* PASSAGE *
◇ ◇ ◇ ◇ ◇ ◇ ◇
I thought that it was a CHAR column.  I didn't know you could use 
UNIX_TIMESTAMP() on CHAR columns, so I was showing him how to turn his 
colon delimited strings into timestamps with mktime().

Erik


On Friday, June 7, 2002, at 02:27  PM, John Holmes wrote:

> Umm...How about using UNIX_TIMESTAMP() in your query, then you won't
> need any of that PHP code you just wrote...
>
> ---John Holmes...
>
>> -----Original Message-----
>> From: Erik Price [mailto:[EMAIL PROTECTED]]
>> Sent: Friday, June 07, 2002 2:22 PM
>> To: juaid
>> Cc: [EMAIL PROTECTED]
>> Subject: Re: [PHP] convertion from string to time & substracting
>>
>>
>> On Friday, June 7, 2002, at 02:01  PM, juaid wrote:
>>
>>> sorry if maybe this is a bit dumb question, but I'm a begginer with
>>> php...
◇ ◇ ◇ ◇ ◇ ◇ ◇
* RECORDS *
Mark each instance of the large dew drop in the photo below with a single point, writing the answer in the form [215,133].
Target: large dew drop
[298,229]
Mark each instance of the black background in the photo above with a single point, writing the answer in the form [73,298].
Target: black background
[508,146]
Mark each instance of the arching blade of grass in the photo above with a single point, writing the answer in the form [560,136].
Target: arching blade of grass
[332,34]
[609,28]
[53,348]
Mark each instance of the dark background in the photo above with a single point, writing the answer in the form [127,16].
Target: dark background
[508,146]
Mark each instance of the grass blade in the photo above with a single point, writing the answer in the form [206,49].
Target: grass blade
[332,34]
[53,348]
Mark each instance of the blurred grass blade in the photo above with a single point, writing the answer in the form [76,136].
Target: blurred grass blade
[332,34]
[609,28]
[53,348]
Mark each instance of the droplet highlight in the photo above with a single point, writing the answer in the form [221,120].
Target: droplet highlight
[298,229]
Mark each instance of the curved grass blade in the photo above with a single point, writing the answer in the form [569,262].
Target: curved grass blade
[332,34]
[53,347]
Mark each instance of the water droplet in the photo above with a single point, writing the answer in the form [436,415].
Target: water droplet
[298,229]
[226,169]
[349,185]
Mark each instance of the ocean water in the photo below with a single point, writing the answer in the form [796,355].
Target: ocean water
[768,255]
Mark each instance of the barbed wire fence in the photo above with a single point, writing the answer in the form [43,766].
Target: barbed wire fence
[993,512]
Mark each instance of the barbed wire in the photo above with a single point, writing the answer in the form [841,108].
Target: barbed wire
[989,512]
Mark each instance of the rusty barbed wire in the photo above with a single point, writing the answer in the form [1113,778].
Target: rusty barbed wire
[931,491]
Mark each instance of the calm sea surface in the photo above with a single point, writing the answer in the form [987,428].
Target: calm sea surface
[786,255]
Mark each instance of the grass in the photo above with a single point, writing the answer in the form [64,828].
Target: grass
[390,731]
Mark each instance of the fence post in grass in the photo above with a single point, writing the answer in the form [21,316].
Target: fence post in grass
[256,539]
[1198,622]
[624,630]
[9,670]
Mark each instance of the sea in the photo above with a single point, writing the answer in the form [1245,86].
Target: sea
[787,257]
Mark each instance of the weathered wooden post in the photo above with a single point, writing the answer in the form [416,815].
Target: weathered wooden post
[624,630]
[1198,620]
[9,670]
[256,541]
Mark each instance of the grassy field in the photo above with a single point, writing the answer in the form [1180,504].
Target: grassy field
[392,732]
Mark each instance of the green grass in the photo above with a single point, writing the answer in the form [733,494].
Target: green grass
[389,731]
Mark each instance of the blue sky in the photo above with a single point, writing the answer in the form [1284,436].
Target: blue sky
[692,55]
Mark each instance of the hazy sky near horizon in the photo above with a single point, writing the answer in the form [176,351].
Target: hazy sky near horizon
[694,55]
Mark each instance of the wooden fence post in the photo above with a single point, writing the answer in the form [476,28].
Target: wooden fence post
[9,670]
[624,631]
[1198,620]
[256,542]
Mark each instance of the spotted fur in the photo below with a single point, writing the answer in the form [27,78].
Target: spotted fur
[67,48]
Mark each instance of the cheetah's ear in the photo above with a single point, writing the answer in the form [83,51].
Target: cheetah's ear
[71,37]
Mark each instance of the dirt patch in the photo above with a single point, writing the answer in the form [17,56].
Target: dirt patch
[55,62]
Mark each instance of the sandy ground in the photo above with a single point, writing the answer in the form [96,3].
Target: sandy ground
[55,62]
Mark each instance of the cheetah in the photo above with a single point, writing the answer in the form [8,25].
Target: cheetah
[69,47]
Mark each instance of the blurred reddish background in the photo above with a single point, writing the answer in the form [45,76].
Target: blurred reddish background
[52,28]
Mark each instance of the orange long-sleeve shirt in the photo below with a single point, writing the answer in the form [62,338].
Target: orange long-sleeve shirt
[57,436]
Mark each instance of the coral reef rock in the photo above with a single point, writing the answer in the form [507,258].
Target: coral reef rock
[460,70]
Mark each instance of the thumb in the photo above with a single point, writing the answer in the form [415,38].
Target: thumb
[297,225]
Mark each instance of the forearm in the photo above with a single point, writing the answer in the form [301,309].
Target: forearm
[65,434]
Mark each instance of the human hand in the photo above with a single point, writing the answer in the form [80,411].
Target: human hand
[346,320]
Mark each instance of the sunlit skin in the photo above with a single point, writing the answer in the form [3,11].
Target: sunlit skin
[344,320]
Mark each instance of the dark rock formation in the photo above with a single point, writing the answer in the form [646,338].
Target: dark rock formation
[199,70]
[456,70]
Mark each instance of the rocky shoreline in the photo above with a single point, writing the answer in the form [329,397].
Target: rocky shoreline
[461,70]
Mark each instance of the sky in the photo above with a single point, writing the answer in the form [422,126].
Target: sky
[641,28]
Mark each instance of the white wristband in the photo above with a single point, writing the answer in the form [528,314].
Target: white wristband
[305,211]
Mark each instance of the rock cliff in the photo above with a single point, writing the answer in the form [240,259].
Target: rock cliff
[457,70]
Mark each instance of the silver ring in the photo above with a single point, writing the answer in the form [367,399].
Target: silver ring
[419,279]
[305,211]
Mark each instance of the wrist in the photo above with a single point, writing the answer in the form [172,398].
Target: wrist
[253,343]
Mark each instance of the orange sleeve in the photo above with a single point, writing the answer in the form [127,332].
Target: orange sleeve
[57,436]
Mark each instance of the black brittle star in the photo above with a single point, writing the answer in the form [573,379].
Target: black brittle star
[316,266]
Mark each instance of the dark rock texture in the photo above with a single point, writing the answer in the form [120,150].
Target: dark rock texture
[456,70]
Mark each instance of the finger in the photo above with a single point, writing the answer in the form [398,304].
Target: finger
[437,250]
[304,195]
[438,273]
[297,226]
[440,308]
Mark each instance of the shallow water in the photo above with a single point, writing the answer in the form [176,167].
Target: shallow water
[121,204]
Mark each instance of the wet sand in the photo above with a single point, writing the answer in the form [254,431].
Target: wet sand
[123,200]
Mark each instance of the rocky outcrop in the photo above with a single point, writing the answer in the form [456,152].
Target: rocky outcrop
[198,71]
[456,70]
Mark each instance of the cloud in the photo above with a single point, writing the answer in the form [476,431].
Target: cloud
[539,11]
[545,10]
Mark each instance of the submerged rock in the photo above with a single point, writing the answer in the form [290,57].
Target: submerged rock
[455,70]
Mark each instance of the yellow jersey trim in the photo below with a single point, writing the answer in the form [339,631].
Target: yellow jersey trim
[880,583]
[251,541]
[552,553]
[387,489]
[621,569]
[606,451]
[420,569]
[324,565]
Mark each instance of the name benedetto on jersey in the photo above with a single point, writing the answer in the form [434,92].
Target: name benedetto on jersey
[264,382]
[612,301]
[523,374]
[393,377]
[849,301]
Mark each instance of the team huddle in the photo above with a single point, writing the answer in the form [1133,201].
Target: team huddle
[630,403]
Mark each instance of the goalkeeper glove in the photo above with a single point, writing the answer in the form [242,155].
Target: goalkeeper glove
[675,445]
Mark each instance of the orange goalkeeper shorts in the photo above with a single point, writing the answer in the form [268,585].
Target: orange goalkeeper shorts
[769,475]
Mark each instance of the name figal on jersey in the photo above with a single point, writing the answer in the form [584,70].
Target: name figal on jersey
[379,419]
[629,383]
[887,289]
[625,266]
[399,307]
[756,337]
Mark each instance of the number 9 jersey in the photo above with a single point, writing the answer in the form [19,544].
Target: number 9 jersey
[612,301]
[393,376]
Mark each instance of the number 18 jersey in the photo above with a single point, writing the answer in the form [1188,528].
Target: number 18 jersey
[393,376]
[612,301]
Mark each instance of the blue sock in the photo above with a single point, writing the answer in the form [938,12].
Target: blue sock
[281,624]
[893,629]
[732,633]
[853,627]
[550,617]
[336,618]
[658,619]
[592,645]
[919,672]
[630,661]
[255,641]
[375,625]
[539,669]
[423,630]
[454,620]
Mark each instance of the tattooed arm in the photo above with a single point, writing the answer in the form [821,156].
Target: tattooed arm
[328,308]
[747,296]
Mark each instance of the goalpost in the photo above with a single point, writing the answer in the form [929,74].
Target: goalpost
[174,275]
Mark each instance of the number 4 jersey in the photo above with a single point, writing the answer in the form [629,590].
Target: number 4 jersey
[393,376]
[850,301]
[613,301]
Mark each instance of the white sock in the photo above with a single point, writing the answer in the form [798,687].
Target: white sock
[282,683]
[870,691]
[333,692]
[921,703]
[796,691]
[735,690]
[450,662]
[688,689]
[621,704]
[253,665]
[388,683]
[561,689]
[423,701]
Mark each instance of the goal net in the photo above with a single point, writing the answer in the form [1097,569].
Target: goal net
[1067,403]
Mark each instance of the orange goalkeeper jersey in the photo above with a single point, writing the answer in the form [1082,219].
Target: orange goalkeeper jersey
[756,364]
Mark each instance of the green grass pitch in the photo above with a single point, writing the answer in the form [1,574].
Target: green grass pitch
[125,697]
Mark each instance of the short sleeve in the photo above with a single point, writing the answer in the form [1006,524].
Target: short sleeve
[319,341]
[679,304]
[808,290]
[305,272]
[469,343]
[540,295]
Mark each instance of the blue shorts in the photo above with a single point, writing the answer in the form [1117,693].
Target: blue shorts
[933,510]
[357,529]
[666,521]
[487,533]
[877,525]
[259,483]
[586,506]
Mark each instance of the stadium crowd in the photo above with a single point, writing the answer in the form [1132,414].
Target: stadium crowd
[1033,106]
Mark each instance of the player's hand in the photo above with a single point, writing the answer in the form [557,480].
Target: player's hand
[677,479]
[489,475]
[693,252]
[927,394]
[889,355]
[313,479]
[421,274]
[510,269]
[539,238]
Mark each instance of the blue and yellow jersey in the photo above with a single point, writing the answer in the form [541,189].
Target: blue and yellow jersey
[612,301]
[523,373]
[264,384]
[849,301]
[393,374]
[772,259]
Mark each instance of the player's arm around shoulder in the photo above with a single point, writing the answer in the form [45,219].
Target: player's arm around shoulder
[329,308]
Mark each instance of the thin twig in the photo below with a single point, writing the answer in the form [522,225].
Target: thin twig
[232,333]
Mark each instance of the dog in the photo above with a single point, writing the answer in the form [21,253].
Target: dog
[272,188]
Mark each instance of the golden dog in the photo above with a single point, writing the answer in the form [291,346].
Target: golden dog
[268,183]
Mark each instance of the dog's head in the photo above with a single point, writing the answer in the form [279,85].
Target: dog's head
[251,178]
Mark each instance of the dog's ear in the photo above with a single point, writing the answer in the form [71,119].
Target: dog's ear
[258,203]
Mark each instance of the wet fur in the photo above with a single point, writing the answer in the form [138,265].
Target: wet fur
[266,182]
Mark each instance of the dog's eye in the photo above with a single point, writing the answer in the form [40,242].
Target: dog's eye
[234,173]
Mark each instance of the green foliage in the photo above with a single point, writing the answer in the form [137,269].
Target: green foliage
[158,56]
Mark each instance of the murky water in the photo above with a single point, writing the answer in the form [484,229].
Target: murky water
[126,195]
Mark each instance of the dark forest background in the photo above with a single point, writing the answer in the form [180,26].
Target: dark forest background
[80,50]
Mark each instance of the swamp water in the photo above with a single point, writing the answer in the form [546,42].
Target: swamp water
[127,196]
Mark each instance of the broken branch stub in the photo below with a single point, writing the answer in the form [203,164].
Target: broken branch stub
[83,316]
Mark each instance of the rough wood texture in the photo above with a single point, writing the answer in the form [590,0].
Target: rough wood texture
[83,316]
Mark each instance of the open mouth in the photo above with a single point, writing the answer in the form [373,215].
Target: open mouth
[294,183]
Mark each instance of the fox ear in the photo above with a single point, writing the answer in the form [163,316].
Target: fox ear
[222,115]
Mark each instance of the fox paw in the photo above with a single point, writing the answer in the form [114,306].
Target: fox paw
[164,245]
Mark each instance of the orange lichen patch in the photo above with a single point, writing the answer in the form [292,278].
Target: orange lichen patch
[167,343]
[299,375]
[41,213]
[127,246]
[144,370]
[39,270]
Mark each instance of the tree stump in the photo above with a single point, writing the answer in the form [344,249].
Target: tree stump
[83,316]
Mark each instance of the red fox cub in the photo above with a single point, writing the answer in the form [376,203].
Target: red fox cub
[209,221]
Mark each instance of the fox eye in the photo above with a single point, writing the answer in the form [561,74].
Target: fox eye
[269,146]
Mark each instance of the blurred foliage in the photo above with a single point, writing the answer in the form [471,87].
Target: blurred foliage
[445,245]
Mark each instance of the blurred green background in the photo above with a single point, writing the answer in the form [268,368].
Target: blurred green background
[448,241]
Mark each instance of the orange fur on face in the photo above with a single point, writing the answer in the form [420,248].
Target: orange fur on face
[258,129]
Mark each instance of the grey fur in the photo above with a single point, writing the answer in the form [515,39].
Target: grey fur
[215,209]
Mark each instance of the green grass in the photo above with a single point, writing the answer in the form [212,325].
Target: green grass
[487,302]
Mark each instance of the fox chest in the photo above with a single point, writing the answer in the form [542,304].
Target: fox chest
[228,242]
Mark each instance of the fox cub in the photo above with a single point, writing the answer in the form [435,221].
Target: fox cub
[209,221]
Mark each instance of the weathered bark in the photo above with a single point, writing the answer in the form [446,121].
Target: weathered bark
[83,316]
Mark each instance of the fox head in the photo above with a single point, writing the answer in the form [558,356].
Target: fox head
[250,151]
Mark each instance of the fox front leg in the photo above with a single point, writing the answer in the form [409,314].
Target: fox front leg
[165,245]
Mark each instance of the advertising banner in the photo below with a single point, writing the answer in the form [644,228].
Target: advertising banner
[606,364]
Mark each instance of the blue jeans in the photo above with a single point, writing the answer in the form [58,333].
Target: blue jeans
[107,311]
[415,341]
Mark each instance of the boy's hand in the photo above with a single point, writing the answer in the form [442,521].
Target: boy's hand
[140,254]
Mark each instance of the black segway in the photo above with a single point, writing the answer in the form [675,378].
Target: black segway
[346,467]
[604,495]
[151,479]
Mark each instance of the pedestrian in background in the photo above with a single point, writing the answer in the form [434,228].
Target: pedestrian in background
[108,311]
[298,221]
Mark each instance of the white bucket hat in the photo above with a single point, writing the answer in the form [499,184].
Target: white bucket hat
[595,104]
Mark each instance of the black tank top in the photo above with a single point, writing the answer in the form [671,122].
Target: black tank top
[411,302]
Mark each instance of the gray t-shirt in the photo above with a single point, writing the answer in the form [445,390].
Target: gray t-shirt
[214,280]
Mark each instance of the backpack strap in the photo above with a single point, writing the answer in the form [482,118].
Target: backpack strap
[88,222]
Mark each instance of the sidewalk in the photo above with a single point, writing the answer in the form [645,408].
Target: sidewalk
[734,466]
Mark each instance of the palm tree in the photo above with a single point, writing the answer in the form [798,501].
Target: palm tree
◇ ◇ ◇ ◇ ◇ ◇ ◇
* TO DO *
Write out the mailing-list message above word for word, from start to finish.

* THE OUTPUT *
I thought that it was a CHAR column.  I didn't know you could use 
UNIX_TIMESTAMP() on CHAR columns, so I was showing him how to turn his 
colon delimited strings into timestamps with mktime().

Erik


On Friday, June 7, 2002, at 02:27  PM, John Holmes wrote:

> Umm...How about using UNIX_TIMESTAMP() in your query, then you won't
> need any of that PHP code you just wrote...
>
> ---John Holmes...
>
>> -----Original Message-----
>> From: Erik Price [mailto:[EMAIL PROTECTED]]
>> Sent: Friday, June 07, 2002 2:22 PM
>> To: juaid
>> Cc: [EMAIL PROTECTED]
>> Subject: Re: [PHP] convertion from string to time & substracting
>>
>>
>> On Friday, June 7, 2002, at 02:01  PM, juaid wrote:
>>
>>> sorry if maybe this is a bit dumb question, but I'm a begginer with
>>> php...